__ASSIGNMENT__. Please count the lines in the records below that contain the string "prompts". Give only the number.

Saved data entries
────────────────────

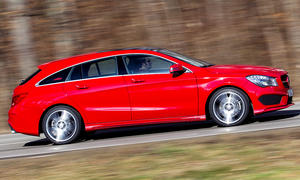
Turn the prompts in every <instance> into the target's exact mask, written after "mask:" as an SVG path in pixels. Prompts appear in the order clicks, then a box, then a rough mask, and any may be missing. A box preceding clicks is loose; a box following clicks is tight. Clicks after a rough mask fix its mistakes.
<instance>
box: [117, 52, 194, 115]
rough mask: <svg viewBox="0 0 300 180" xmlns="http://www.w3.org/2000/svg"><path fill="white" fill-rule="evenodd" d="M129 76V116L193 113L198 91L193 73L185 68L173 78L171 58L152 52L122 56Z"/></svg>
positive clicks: (174, 114)
mask: <svg viewBox="0 0 300 180" xmlns="http://www.w3.org/2000/svg"><path fill="white" fill-rule="evenodd" d="M123 60H124V64H125V66H126V68H127V71H128V73H129V75H127V76H124V77H125V81H126V83H127V84H128V92H129V97H130V104H131V111H132V119H133V120H147V119H148V120H149V119H151V120H153V119H164V118H165V119H166V120H167V119H168V118H178V117H188V116H196V115H197V114H198V93H197V83H196V79H195V76H194V74H193V73H192V72H190V71H187V72H185V73H183V74H181V75H180V76H177V77H173V75H172V74H170V73H169V68H170V66H171V65H172V64H174V63H173V62H171V61H168V60H166V59H163V58H161V57H158V56H152V55H127V56H123Z"/></svg>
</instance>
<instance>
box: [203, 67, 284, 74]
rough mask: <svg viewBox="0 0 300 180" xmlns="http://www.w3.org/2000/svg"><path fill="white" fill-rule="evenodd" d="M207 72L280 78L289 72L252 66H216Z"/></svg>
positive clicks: (208, 67)
mask: <svg viewBox="0 0 300 180" xmlns="http://www.w3.org/2000/svg"><path fill="white" fill-rule="evenodd" d="M207 70H208V71H210V72H212V73H216V74H242V75H253V74H258V75H267V76H279V75H282V74H286V73H287V72H286V71H284V70H282V69H277V68H272V67H267V66H252V65H214V66H210V67H207Z"/></svg>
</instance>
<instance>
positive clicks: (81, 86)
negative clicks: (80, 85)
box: [76, 85, 89, 89]
mask: <svg viewBox="0 0 300 180" xmlns="http://www.w3.org/2000/svg"><path fill="white" fill-rule="evenodd" d="M76 88H77V89H88V88H89V87H88V86H87V85H82V86H80V85H76Z"/></svg>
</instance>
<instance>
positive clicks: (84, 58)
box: [38, 47, 162, 70]
mask: <svg viewBox="0 0 300 180" xmlns="http://www.w3.org/2000/svg"><path fill="white" fill-rule="evenodd" d="M159 50H162V49H161V48H152V47H136V48H123V49H113V50H105V51H99V52H92V53H88V54H81V55H77V56H72V57H68V58H64V59H58V60H54V61H50V62H48V63H44V64H41V65H39V66H38V68H39V69H45V68H47V69H48V68H51V69H52V68H53V69H54V70H59V69H63V68H66V67H69V66H73V65H76V64H80V63H83V62H85V61H88V60H93V59H98V58H102V57H106V56H115V55H118V54H123V53H151V52H155V51H156V52H157V51H159Z"/></svg>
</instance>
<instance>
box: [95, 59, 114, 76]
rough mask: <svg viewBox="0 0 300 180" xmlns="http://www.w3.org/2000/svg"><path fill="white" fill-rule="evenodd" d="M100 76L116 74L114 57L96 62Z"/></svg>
mask: <svg viewBox="0 0 300 180" xmlns="http://www.w3.org/2000/svg"><path fill="white" fill-rule="evenodd" d="M97 64H98V67H99V70H100V75H101V76H111V75H117V73H118V71H117V61H116V59H114V58H110V59H106V60H101V61H99V62H98V63H97Z"/></svg>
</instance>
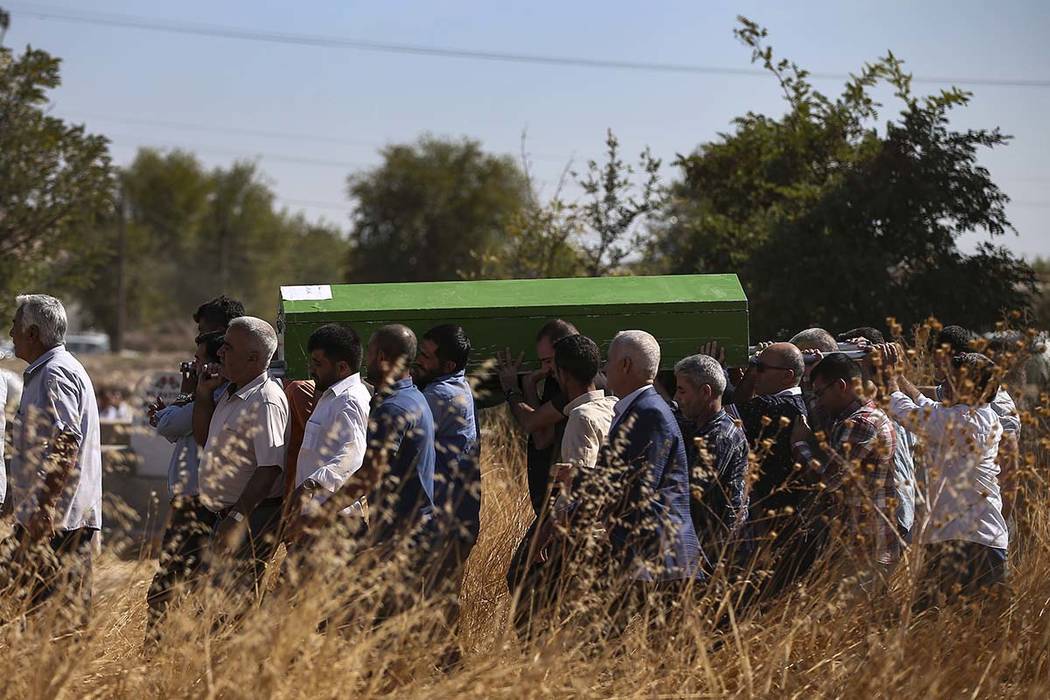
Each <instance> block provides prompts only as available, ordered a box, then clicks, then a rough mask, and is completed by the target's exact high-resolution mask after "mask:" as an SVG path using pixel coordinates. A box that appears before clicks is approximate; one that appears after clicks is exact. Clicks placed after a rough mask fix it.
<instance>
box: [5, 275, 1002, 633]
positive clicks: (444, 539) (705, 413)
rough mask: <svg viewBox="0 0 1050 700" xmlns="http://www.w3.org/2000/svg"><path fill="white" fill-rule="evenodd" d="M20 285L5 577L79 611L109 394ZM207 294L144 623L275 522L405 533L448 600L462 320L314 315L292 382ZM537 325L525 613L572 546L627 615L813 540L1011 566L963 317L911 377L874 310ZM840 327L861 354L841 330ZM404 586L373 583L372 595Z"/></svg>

────────────────────

__FINISHED TASK__. 2